◆ Task brief ◆
Set the listing down again exactly, please, apart from its pictures.

◆ Named-object pointing records ◆

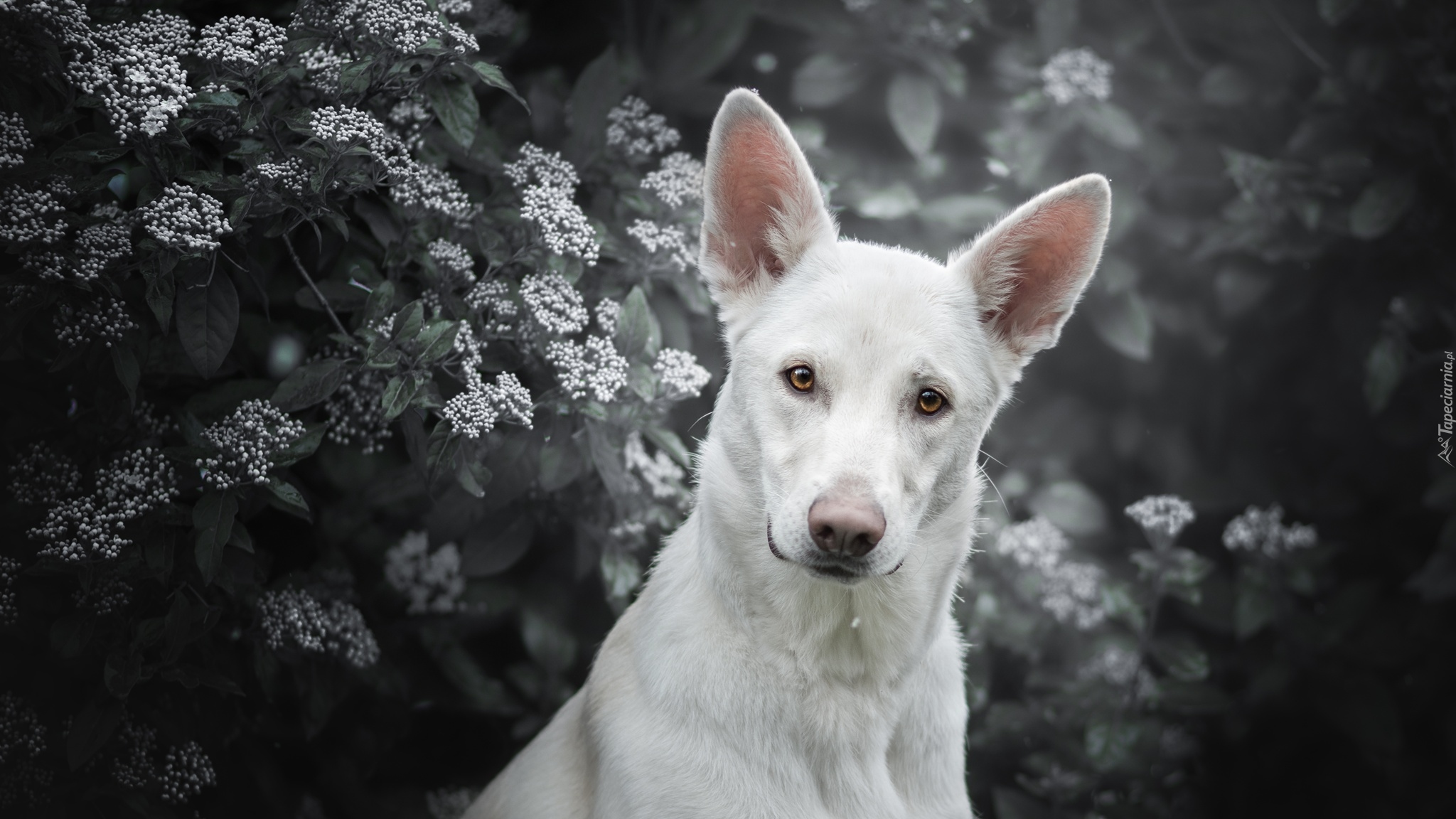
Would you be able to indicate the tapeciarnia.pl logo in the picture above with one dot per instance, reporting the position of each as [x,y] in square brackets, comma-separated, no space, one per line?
[1447,426]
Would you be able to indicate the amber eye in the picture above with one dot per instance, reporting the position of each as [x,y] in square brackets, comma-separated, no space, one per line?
[929,402]
[801,378]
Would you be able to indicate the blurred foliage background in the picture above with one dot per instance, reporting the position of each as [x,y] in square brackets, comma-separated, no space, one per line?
[363,596]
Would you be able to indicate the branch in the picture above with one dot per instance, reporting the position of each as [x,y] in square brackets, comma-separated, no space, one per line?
[312,286]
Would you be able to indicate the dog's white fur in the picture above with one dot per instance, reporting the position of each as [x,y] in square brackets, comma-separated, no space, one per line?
[749,685]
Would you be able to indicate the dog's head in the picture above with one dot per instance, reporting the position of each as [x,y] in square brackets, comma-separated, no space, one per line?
[862,378]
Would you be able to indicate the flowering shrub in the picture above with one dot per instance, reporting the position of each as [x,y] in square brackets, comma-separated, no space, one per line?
[350,394]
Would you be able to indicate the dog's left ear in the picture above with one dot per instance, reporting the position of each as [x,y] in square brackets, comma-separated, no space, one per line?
[762,208]
[1029,269]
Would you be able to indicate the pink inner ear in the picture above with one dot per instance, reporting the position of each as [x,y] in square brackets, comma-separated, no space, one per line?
[1047,255]
[754,178]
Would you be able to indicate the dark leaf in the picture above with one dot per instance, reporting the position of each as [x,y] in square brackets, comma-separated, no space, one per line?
[207,321]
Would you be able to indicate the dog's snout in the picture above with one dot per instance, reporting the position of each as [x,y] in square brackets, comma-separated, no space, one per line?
[846,525]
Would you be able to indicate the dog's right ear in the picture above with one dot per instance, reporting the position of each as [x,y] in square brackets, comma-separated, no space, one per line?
[762,208]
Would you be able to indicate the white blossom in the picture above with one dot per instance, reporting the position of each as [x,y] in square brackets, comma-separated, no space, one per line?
[429,188]
[104,319]
[637,132]
[554,304]
[596,368]
[94,525]
[186,771]
[137,72]
[186,219]
[491,299]
[240,44]
[548,187]
[608,314]
[1263,531]
[680,373]
[247,444]
[294,620]
[678,180]
[1162,518]
[15,140]
[669,240]
[432,582]
[29,215]
[1076,73]
[661,474]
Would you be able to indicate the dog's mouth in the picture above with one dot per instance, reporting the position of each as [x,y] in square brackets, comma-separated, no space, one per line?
[845,570]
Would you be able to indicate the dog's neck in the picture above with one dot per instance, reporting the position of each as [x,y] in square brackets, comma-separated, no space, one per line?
[869,633]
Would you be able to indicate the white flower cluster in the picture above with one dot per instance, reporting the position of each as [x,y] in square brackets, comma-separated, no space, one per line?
[357,412]
[1071,591]
[323,68]
[184,219]
[669,240]
[21,732]
[186,771]
[608,314]
[640,133]
[1162,518]
[1264,531]
[548,187]
[1076,73]
[247,442]
[432,582]
[108,595]
[554,304]
[408,25]
[137,73]
[475,412]
[449,803]
[240,44]
[493,301]
[29,215]
[293,619]
[92,525]
[290,177]
[9,611]
[455,262]
[663,477]
[15,140]
[43,477]
[678,180]
[596,366]
[433,190]
[343,127]
[680,373]
[104,319]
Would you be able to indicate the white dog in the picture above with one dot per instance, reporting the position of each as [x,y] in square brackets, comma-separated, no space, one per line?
[794,652]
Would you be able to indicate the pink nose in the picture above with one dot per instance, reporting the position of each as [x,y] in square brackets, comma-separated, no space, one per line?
[846,525]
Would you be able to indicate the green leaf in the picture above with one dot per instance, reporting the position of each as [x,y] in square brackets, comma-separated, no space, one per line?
[437,338]
[286,498]
[304,446]
[1381,208]
[91,729]
[129,372]
[309,385]
[207,321]
[915,111]
[213,525]
[456,108]
[638,333]
[493,76]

◆ Solved problem ◆
Would you be able to indicate the tapeciarnia.pl logo in the picture above with one dot per instance, reporting the position of each as [x,y] in square brackets, comma-separated, no space, one per line?
[1447,426]
Would you be able to indicate the amber eye in the picture above with one dot per instance, reporting the position of each as [x,y] in square brackets, comma-separated, no space, one per line?
[929,402]
[801,378]
Would you be able to indicate the blurred foliage background in the picture above with one dot per instance, reporting the position of each as [x,y] in square brackets, comma-separated, no space, one per line?
[363,596]
Would you be able to indicate the branch in the picture above with one dot per instance, reporting the position of each as [x,y] in square brackets, comma-separated, no space, one per line?
[312,286]
Would you be able to indicate the dog's white fur in the picture above with one dot per instance, reporting the position of each as [x,y] in square brackets, comma-separated, no space, one per line?
[749,685]
Would you be able to indicate the dog's head in the picture above with one dot per instance, reporting the position of each as [x,y] in square brackets, comma-separated, no space, one per line?
[862,378]
Would you be able to indicate the flowering shrub in the picture above with one dot per instance, reporting the position of each as [x,y] in square brackets, comma-separated, no space, one per line?
[350,394]
Would you be able to indicate the dog's left ear in the picture above with one dot per instance, reporting the position of each as [x,y] in square brackets, comma-separated, no space, one per line?
[762,208]
[1029,269]
Would you be able to indicate the pink inner ear in the picture above with one dot per instance, reporting the position of each as [x,y] in square brackets, comma-separated, no space, one per line?
[1047,255]
[754,178]
Would you be able to indicate the dark leaf in the picture above with one dot per instance, reporting the position of each as [x,y] in square brackets, comma-separated, no space, one per line?
[207,321]
Would you be able to indicate the dog's snout in the picture above with one dot per instance, reporting the position of each as [x,y] in square brackets, comma-separated, no space, one per line?
[846,525]
Would you be able to indicate the dog's right ear in the picture above with one dot per instance, reporting the position of each as [x,y] in square brackets, comma-separated, no space, one per line?
[762,208]
Would you be able to indicate the white blossom in the picture above with one dot per instance, reporting the position of each as [x,y] in square brackets, comma-separated, no space, one per line?
[429,188]
[104,319]
[637,132]
[554,304]
[596,368]
[94,525]
[186,771]
[137,72]
[186,219]
[491,299]
[240,44]
[548,187]
[608,314]
[1263,531]
[680,373]
[247,444]
[294,620]
[678,180]
[1162,518]
[15,140]
[669,240]
[432,582]
[29,215]
[1076,73]
[661,474]
Would you be able to indicate the dog's mouth in the picture above with one dot per instance, reporting the position of each as [x,y] in square brackets, comma-separated, no space, one per line?
[845,570]
Would you be able to indicate the dog's neck in the picture above with one dot per instance, reporting the position of each as [x,y] in square brackets, comma-separated, no space, one per line?
[869,633]
Would you be able to indicate the white flower cluster in the picture above with one dot per instance, reporting the position of each as [x,y] in square brackets, comma-separated, no space, one per line?
[357,412]
[1071,591]
[323,68]
[184,219]
[669,240]
[21,732]
[186,771]
[608,314]
[640,133]
[1162,518]
[1264,531]
[548,187]
[1076,73]
[247,442]
[432,582]
[108,595]
[554,304]
[408,25]
[137,73]
[475,412]
[449,803]
[240,44]
[493,301]
[29,215]
[293,619]
[92,525]
[290,177]
[9,611]
[455,262]
[663,477]
[15,140]
[43,477]
[678,180]
[596,366]
[433,190]
[343,127]
[680,373]
[104,319]
Would you be able to indicate the white dog in the picture above with one dot per instance, reporting the position of each as [x,y] in square brackets, comma-separated, no space, one per line?
[794,652]
Would you be able to indicate the pink nose in the picture above with one dot per instance, reporting the position of each as [x,y] in square brackets, comma-separated, no space, one per line?
[846,525]
Would you be able to indicate the green leaf in the picture above with one dot per instance, reporting the position of each as [x,y] in square brackets, comma-separated, no space, one per line?
[437,338]
[286,498]
[304,446]
[1381,208]
[91,729]
[129,372]
[309,385]
[207,321]
[915,111]
[213,525]
[456,108]
[638,333]
[493,76]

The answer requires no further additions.